# Goals
**a)** Reproduce the passage of the thread about snows still seen in North Dakota, starting with "## fishhook (Aug" and going on through "flew over us.".
**b)** State how many lines of the records contain the string "dining", treating case as significant, and reply with only that number.

# Source document

* start *

# still snows in nd



## fishhook (Aug 29, 2002)

I didn't get out hunting at all this spring. And my springs are typically pretty busy so i usually don't get in too many areas this time of year that hold birds.

However, last friday i was over near rock lake and saw a group of 6 birds feeding near a slough and then this tuesday night i was coaching my t-ball and baseball teams in bottineau and a group of 4 birds (1 blue and 3 snows) flew over us.

Does it seem weird to still have a few around here this time of year? Is it possible these two different groups a) are not nesters and are just going to hang out in north dakota for the summer...or b) they are looking to nest in north dakota?

Seemed weird to me to see them around here this time of year.


----------



## Maverick (Mar 4, 2002)

I saw one snow mixed in with a group of canada's on Devils lake last weekend! Atleast I thought it was a snow, very well could have been an albino!


----------



## HonkerExpress (Sep 23, 2005)

there is still like 8 of em hanging out by my home town. I have tried to follow them to the roost to see if they are nesting, but can't seem to find the exact body of water they are in. They were there last weekend when I was home. I was kinda suprised to see em still down here as well.


----------



## barebackjack (Sep 5, 2006)

There were several hundred in the lakota area up untill a a week ago. Fifty or so sitting on the slough along hwy 2, a big red neck collar on one in the hwy median :x .


----------



## fowlhunter7 (Mar 1, 2005)

A couple hundred spotted here in central SD on Monday!


----------



## rodlittle (Feb 6, 2008)

* end *

# Provided entries
* start *

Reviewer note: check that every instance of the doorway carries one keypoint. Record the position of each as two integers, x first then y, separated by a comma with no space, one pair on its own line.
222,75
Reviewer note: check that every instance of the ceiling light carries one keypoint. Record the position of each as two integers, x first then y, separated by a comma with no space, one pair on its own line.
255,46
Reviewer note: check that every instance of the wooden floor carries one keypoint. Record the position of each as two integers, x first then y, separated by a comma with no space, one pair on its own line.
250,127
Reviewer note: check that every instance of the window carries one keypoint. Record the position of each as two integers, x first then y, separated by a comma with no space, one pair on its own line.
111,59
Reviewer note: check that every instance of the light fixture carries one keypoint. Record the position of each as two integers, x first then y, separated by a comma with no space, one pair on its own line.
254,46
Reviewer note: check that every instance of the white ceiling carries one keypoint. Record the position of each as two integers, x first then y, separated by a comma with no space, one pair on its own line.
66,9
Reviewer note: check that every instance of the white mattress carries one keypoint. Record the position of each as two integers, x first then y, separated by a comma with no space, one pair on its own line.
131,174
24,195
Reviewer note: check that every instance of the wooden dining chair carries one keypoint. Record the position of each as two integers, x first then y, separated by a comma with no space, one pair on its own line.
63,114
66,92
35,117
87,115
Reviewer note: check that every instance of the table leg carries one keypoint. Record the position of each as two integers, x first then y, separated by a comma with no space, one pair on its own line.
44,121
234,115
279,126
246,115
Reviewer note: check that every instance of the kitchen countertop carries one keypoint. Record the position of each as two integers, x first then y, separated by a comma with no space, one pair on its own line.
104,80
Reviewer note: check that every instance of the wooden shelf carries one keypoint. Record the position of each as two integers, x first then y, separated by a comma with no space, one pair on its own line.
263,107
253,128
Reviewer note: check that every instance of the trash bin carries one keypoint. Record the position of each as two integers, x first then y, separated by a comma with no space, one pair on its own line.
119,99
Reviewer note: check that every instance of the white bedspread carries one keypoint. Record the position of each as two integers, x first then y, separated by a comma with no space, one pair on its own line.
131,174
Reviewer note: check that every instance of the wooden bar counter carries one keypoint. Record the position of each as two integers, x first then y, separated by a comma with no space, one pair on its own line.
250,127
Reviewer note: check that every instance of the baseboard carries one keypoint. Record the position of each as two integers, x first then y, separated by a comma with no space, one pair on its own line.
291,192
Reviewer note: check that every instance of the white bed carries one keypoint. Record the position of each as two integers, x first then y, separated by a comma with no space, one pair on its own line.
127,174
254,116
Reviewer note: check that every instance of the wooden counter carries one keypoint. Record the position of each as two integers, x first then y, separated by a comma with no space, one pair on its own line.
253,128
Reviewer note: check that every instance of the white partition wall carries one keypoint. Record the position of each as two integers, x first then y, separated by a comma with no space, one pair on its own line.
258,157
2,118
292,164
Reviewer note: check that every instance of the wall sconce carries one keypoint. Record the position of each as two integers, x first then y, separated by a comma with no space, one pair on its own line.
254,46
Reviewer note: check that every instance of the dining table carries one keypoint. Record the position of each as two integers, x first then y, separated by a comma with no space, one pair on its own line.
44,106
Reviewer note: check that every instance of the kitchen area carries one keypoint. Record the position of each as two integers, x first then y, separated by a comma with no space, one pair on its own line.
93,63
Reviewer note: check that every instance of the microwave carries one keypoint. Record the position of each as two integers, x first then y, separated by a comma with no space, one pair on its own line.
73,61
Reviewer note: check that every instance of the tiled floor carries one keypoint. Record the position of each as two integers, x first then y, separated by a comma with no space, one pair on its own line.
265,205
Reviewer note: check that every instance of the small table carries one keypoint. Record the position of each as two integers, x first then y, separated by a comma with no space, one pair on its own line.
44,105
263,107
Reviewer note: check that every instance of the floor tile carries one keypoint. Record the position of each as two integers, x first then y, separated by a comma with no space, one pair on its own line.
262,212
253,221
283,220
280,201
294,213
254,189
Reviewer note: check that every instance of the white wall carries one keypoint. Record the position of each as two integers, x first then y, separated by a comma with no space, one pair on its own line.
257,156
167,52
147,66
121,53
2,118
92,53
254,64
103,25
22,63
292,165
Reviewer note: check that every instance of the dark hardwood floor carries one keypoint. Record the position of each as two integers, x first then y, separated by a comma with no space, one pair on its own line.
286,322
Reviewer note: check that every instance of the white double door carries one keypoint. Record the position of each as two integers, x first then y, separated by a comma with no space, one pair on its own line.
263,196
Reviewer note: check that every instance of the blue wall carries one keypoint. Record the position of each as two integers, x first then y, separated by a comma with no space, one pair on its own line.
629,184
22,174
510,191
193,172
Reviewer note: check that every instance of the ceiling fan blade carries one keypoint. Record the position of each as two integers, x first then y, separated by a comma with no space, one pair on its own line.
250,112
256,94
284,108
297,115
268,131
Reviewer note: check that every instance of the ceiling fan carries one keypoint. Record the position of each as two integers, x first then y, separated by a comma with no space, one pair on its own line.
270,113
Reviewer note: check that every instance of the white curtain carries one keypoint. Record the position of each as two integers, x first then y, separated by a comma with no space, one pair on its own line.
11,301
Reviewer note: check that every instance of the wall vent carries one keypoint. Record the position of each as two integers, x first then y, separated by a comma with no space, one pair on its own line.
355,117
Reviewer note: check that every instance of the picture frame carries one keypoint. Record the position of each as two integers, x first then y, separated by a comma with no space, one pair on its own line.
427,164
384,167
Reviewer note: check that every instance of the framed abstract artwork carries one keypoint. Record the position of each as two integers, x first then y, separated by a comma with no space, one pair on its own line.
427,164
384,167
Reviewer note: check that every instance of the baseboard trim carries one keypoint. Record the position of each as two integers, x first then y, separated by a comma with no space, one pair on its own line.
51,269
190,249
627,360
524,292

* end *

# Final answers
**a)**
## fishhook (Aug 29, 2002)

I didn't get out hunting at all this spring. And my springs are typically pretty busy so i usually don't get in too many areas this time of year that hold birds.

However, last friday i was over near rock lake and saw a group of 6 birds feeding near a slough and then this tuesday night i was coaching my t-ball and baseball teams in bottineau and a group of 4 birds (1 blue and 3 snows) flew over us.

**b)** 2